_Exercise instructions_
Type out every line below exactly as it reads.
----------
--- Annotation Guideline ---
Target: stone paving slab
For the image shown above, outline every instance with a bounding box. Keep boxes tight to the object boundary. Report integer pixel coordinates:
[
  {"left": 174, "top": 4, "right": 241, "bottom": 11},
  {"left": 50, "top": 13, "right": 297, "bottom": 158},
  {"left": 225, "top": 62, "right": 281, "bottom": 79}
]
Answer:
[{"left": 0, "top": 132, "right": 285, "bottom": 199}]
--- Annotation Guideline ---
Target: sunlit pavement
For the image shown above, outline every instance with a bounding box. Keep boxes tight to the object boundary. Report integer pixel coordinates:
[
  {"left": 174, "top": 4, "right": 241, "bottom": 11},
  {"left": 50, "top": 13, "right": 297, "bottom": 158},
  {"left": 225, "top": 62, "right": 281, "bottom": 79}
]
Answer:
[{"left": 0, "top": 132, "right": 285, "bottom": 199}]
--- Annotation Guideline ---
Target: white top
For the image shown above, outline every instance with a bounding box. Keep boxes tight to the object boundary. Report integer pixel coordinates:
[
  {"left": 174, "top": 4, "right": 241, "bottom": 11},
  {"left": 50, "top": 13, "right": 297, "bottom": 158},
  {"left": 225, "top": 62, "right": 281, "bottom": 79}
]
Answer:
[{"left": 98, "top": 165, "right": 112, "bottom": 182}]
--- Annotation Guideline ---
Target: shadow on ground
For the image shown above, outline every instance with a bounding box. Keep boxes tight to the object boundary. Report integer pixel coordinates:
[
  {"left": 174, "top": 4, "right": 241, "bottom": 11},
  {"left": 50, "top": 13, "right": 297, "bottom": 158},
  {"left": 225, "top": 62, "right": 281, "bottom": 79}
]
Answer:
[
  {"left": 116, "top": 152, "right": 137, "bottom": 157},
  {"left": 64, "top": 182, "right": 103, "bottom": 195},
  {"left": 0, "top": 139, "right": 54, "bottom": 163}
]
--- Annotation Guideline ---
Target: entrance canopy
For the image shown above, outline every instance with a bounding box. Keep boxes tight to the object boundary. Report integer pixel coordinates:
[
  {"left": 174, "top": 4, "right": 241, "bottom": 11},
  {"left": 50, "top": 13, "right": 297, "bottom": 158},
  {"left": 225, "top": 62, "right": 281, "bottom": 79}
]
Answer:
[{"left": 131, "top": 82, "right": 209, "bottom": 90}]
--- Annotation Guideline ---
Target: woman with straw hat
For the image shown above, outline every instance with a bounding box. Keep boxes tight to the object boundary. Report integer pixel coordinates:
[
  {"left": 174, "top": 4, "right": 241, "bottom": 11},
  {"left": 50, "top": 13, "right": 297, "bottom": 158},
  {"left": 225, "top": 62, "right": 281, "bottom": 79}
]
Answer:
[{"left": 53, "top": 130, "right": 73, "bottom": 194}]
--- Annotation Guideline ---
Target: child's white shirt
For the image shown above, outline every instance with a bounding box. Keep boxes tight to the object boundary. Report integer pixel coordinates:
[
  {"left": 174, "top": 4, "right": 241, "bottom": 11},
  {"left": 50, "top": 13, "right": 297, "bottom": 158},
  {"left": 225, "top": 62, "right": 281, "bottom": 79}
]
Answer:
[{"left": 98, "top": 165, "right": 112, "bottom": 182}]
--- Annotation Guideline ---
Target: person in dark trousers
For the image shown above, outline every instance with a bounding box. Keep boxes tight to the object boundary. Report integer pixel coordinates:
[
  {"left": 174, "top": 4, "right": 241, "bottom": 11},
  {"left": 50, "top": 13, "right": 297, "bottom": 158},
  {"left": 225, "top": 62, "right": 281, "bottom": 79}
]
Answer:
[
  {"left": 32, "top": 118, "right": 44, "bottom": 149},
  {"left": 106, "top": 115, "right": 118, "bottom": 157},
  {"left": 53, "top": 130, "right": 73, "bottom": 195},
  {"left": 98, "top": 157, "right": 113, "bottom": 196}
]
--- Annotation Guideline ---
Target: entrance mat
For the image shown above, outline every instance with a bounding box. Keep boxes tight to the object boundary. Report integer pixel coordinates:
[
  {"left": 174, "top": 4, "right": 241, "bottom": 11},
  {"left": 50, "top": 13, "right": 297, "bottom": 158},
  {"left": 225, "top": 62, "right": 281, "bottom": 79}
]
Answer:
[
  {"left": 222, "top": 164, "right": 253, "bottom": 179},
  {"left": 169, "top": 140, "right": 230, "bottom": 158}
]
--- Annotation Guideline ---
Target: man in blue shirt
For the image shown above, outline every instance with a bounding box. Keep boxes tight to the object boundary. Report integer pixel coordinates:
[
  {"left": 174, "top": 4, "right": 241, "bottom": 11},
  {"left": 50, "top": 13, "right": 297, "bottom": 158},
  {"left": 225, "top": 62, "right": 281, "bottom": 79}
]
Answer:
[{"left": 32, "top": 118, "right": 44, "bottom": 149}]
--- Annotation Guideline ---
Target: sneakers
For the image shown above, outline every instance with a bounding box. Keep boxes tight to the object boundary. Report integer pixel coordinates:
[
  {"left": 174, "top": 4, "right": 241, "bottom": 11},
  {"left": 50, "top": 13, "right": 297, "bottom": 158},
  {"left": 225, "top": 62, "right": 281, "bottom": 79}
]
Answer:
----------
_Full answer_
--- Annotation Guideline ---
Target: stone paving slab
For the image shown above, outline every instance with a bounding box. Keep boxes tight to the object boundary. Report integer pixel coordinates:
[
  {"left": 174, "top": 4, "right": 241, "bottom": 11},
  {"left": 50, "top": 13, "right": 297, "bottom": 158},
  {"left": 225, "top": 62, "right": 281, "bottom": 79}
]
Answer:
[{"left": 0, "top": 132, "right": 285, "bottom": 199}]
--- Annotation Guideline ---
Target: sunlit pavement
For the image shown above, outline every instance with a bounding box. Keep boxes tight to the object boundary. Report integer pixel coordinates:
[
  {"left": 174, "top": 4, "right": 241, "bottom": 11},
  {"left": 50, "top": 13, "right": 297, "bottom": 158},
  {"left": 225, "top": 62, "right": 281, "bottom": 79}
]
Answer:
[{"left": 0, "top": 132, "right": 285, "bottom": 199}]
--- Annotation Guideline ---
Target: white top
For the image shown above, outline every instance with a bounding box. Keep boxes tight to the object boundary. Report integer pixel coordinates:
[
  {"left": 174, "top": 4, "right": 241, "bottom": 11},
  {"left": 50, "top": 13, "right": 297, "bottom": 158},
  {"left": 225, "top": 62, "right": 281, "bottom": 79}
]
Answer:
[{"left": 98, "top": 165, "right": 112, "bottom": 182}]
--- Annotation Guideline ---
Target: shadow on ground
For the image shown above, outline every instance with a bounding box. Keep boxes tight to the object boundary. Report integer pixel coordinates:
[
  {"left": 174, "top": 4, "right": 241, "bottom": 11},
  {"left": 50, "top": 13, "right": 297, "bottom": 158},
  {"left": 225, "top": 62, "right": 281, "bottom": 79}
]
Answer:
[
  {"left": 116, "top": 152, "right": 137, "bottom": 157},
  {"left": 64, "top": 182, "right": 103, "bottom": 195},
  {"left": 0, "top": 139, "right": 54, "bottom": 163}
]
--- Annotation Guideline ---
Target: entrance canopy
For the image shown above, outline every instance with a bounding box. Keep boxes tight to the object boundary. Report integer pixel coordinates:
[
  {"left": 174, "top": 4, "right": 241, "bottom": 11},
  {"left": 50, "top": 13, "right": 297, "bottom": 158},
  {"left": 225, "top": 62, "right": 281, "bottom": 79}
]
Answer:
[{"left": 131, "top": 82, "right": 209, "bottom": 90}]
--- Annotation Guideline ---
Target: woman with straw hat
For the image shown above, outline every instance with a bounding box. Keep boxes tight to the object boundary. Report integer pixel coordinates:
[
  {"left": 174, "top": 4, "right": 241, "bottom": 11},
  {"left": 50, "top": 13, "right": 297, "bottom": 158},
  {"left": 225, "top": 62, "right": 281, "bottom": 79}
]
Answer:
[{"left": 53, "top": 130, "right": 73, "bottom": 194}]
--- Annotation Guideline ---
Target: child's white shirt
For the image shown above, outline every instance with a bounding box. Keep boxes tight to the object boundary. Report integer pixel coordinates:
[
  {"left": 174, "top": 4, "right": 241, "bottom": 11},
  {"left": 50, "top": 13, "right": 297, "bottom": 158},
  {"left": 225, "top": 62, "right": 281, "bottom": 79}
]
Answer:
[{"left": 98, "top": 165, "right": 112, "bottom": 182}]
--- Annotation Guideline ---
Target: person in dark trousers
For the image shown above, outline every instance with a bounding box. Keep boxes tight to the object boundary. Report integer pixel coordinates:
[
  {"left": 174, "top": 4, "right": 241, "bottom": 11},
  {"left": 50, "top": 13, "right": 297, "bottom": 158},
  {"left": 225, "top": 62, "right": 281, "bottom": 79}
]
Answer:
[
  {"left": 32, "top": 118, "right": 44, "bottom": 149},
  {"left": 106, "top": 115, "right": 118, "bottom": 157},
  {"left": 53, "top": 130, "right": 73, "bottom": 195},
  {"left": 98, "top": 157, "right": 113, "bottom": 196}
]
--- Annotation Guideline ---
Target: entrance mat
For the image shown above, outline every instance with a bounding box. Keep boxes tight to the object boundary. Report integer pixel coordinates:
[
  {"left": 174, "top": 4, "right": 241, "bottom": 11},
  {"left": 50, "top": 13, "right": 297, "bottom": 158},
  {"left": 225, "top": 62, "right": 281, "bottom": 79}
]
Answer:
[
  {"left": 222, "top": 164, "right": 253, "bottom": 179},
  {"left": 169, "top": 140, "right": 230, "bottom": 158}
]
--- Annotation Guideline ---
Target: man in blue shirt
For the image shown above, outline every instance with a bounding box. Keep boxes tight to the object boundary. Report integer pixel coordinates:
[
  {"left": 174, "top": 4, "right": 241, "bottom": 11},
  {"left": 50, "top": 13, "right": 297, "bottom": 158},
  {"left": 225, "top": 62, "right": 281, "bottom": 79}
]
Answer:
[{"left": 32, "top": 118, "right": 44, "bottom": 149}]
--- Annotation Guideline ---
Target: sneakers
For the image shown above, outline every instance with a bounding box. Keep boxes tight to the object boundary. Report integer pixel coordinates:
[
  {"left": 174, "top": 4, "right": 241, "bottom": 11},
  {"left": 50, "top": 13, "right": 297, "bottom": 158},
  {"left": 225, "top": 62, "right": 281, "bottom": 79}
]
Answer:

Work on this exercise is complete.